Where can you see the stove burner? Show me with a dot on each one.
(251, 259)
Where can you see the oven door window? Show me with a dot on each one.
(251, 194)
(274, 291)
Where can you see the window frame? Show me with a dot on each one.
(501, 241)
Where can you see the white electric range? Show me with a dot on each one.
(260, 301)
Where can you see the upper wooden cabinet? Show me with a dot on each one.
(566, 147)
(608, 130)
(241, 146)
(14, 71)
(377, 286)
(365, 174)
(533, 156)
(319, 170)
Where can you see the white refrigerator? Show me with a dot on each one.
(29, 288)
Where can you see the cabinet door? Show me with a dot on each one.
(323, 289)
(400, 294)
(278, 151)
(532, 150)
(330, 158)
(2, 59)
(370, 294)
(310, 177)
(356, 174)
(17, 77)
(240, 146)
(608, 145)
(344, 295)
┄┄┄┄┄┄
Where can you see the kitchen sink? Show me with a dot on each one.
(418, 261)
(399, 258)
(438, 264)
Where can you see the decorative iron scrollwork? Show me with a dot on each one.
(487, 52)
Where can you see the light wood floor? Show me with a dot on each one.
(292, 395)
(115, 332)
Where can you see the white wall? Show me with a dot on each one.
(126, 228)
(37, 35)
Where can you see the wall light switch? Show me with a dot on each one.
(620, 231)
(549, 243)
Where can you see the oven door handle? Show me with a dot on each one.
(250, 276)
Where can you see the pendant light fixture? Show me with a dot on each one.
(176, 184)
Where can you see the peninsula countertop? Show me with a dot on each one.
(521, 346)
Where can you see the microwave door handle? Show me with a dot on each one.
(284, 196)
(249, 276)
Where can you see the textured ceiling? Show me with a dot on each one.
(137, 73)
┄┄┄┄┄┄
AUFGABENSTELLUNG :: Gib jede Zeile der Auflistung wieder, in der das Wort „handle“ vorkommt.

VOLLSTÄNDIGE LÖSUNG ::
Where can you see the oven door handle? Show me with a dot on each one.
Where can you see the microwave door handle? Show me with a dot on each one.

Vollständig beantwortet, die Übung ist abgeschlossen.